» Actions to take
1/ Do the following statements agree with the excerpt on mobile networks for the moon? (a) Nokia started with 4G partly because 5G was still in its early adoption phase; (b) astronauts will hold a smartphone up to their head; (c) the network will be able to handle multiple real-time HD video streams. For each, answer yes or no and quote the deciding words from the excerpt.
2/ According to the excerpt on mobile networks for the moon, what position does Russell Ralston hold at Axiom Space?
3/ Extend the excerpt on mobile networks for the moon, picking up after its final sentence.

— Start of Excerpt provided —

Over time, the goal is to establish permanent base stations. “Once you have robust connectivity, you can see how you can have a basic infrastructure to support all the visions people talk about,” Dow says. “As you see the scaling of travel to the lunar surface, then you’ll have inhabitants,” Dow says. “Ultimately, it will get to the point where you no longer have to bring the network with you, you just have to bring the device because the network’s there.”

The 4G LTE communications that will be integrated into the Axiom spacesuit in the future will be able to communicate from astronaut to lander and astronaut to lander to astronaut. There won’t be a smartphone for astronauts to hold up to their head. “It’ll be a little like driving in your car hands-free,” says Russell Ralston, the executive vice president of Extravehicular Activity at Axiom Space. The microphones in the suit will be voice activated, and the network will be able to handle multiple real-time HD video streams, not to mention telemetry and data from the built-in sensors.

So why not 5G? The current generation mobile network provides significant improvements over its predecessor, after all. Dow says development for space takes a long time and that Nokia wanted to start with technology that has been robustly tested. At the time, 5G was still in its early adoption phase and, for the tests, those additional capabilities weren’t needed. “We’re absolutely working on the evolution to 5G,” he says. If you’re wondering if Nokia will be the only network provider on the moon, Dow says a multi-vendor environment will be flexible largely because Nokia is using a standardized technology with interoperability.

— End of Excerpt provided —
— Start of Extracted material —

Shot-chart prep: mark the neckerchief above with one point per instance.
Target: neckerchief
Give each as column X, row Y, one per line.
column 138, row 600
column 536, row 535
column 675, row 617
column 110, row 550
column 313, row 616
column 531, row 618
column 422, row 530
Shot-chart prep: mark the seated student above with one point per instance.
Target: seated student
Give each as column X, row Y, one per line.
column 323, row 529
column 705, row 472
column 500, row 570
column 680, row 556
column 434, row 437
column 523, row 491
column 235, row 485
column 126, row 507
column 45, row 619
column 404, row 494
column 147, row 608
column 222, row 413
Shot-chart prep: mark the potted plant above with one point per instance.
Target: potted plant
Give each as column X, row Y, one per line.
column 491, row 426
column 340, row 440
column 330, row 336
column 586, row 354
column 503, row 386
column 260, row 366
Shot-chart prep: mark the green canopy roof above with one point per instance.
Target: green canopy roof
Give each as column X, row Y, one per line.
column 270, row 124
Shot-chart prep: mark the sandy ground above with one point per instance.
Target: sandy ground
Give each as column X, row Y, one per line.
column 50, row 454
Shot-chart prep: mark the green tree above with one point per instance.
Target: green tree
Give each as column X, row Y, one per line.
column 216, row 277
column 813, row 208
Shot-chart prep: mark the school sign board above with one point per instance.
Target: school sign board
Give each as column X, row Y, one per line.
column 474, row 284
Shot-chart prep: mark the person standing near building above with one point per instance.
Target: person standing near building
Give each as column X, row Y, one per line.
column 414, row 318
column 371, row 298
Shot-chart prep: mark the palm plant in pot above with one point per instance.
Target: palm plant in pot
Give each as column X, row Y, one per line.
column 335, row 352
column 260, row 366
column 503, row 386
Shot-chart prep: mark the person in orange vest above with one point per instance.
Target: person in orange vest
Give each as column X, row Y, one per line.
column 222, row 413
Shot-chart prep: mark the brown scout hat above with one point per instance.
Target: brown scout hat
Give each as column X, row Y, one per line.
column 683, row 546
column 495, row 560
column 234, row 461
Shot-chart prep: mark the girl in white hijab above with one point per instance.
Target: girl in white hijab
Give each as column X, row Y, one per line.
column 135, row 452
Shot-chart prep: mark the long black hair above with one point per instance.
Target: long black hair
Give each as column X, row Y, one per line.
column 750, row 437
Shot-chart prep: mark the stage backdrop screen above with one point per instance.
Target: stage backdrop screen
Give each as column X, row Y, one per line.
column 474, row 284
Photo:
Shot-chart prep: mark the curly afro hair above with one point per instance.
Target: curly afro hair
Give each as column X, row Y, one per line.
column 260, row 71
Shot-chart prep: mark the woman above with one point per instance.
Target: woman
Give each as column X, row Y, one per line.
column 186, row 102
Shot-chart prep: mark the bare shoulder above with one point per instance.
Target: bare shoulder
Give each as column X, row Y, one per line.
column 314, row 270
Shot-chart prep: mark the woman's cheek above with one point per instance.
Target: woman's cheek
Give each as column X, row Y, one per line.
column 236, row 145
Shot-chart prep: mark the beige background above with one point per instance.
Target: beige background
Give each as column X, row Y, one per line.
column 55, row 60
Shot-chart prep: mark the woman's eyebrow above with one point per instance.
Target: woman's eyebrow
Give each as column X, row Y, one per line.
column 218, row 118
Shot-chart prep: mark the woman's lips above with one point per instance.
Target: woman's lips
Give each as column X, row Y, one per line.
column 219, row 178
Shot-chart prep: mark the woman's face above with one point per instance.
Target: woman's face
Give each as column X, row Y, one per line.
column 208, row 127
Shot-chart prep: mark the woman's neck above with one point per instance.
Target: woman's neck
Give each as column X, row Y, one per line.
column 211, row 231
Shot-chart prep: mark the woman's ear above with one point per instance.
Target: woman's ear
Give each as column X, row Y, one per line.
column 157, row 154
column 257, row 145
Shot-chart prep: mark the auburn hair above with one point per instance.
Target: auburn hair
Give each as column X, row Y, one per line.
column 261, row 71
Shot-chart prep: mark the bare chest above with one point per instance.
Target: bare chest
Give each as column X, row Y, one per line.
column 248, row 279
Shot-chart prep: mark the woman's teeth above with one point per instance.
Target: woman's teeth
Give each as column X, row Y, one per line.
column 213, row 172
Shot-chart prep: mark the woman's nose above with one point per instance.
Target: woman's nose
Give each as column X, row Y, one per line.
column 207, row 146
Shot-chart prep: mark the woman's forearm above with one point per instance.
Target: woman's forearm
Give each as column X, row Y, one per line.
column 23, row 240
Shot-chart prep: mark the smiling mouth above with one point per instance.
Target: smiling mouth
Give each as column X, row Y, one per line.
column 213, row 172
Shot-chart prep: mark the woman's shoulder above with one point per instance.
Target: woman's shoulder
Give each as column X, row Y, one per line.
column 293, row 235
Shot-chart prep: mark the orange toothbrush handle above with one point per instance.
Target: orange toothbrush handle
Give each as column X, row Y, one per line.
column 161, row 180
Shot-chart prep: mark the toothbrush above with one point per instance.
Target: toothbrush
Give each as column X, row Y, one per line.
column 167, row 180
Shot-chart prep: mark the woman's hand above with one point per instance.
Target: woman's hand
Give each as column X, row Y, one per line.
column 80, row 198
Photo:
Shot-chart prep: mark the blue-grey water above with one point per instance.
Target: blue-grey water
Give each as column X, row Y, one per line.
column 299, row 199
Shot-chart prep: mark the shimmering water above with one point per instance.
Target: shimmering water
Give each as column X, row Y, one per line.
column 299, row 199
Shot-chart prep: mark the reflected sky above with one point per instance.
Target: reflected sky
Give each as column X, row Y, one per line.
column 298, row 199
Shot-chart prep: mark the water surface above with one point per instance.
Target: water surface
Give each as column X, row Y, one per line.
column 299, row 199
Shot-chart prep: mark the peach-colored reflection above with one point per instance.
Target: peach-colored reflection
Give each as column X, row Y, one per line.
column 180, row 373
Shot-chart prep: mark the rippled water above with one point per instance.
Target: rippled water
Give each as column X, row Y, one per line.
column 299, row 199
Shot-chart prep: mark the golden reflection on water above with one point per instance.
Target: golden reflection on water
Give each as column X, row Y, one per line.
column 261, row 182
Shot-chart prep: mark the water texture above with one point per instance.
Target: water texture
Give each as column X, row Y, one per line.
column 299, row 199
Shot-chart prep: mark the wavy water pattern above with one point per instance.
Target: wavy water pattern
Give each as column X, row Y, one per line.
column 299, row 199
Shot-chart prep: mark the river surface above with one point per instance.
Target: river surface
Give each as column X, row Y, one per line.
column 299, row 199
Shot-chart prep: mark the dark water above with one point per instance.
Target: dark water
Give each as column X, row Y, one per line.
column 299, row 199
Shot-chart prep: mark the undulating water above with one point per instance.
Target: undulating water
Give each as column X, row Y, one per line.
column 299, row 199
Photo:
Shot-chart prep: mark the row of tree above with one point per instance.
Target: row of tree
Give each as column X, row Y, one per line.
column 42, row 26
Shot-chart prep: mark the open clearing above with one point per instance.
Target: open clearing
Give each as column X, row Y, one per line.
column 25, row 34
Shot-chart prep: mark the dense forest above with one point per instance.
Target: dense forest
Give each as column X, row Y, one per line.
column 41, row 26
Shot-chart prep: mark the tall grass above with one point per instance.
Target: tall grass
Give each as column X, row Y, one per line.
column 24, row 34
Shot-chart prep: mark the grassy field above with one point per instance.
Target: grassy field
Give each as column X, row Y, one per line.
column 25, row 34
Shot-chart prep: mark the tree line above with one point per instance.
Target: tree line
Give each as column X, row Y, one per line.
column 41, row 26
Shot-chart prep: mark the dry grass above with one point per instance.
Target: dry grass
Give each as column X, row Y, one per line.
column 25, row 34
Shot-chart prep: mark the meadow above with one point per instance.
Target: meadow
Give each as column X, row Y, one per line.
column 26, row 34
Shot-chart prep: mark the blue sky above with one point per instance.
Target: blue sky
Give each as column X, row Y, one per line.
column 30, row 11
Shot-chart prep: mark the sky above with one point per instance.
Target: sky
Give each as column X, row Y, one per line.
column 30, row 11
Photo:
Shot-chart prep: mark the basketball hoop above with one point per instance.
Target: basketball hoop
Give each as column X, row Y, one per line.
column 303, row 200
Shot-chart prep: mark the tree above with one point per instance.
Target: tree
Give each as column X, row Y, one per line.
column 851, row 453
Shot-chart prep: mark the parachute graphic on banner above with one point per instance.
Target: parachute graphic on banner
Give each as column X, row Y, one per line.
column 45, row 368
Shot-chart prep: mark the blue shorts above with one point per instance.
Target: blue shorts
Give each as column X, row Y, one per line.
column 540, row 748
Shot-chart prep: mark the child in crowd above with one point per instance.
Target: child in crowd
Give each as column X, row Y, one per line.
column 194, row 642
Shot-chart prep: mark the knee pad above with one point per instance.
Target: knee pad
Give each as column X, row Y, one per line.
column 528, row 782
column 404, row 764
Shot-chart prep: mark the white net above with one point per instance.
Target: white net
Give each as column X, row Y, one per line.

— End of Extracted material —

» Set of answers
1/
(a) Yes: "At the time, 5G was still in its early adoption phase"
(b) No: "There won’t be a smartphone for astronauts to hold up to their head."
(c) Yes: "the network will be able to handle multiple real-time HD video streams"

2/ He is the executive vice president of Extravehicular Activity at Axiom Space.

3/
Michael López-Alegría, chief astronaut at Axiom Space, spent time on the International Space Station from 2006 to 2007, and also commanded Axiom-1 in 2022—the first commercially crewed astronaut mission to the ISS. He says on the Apollo missions, the astronauts were heavily trained on geology, and while the Artemis III astronauts are undergoing similar training, having the capability to send high-definition video from the moon to more qualified people back home is changing the game.

“Now they can show a geologist on Earth [the things they’re seeing] instead of having them learn everything that a PhD knows,” López-Alegría says. “They can use it as a tool, a little bit like we do on the ISS today. I think this is a leap, and it’s 50 years later, right? So it should be.”

The IM-2 was the only scheduled test of Nokia’s 4G network on the moon. It was only partly successful, but Nokia didn’t share if there’d be another test now that IM-2 has concluded abruptly. Dow says the company will continue running tests on Earth ahead of Artemis III.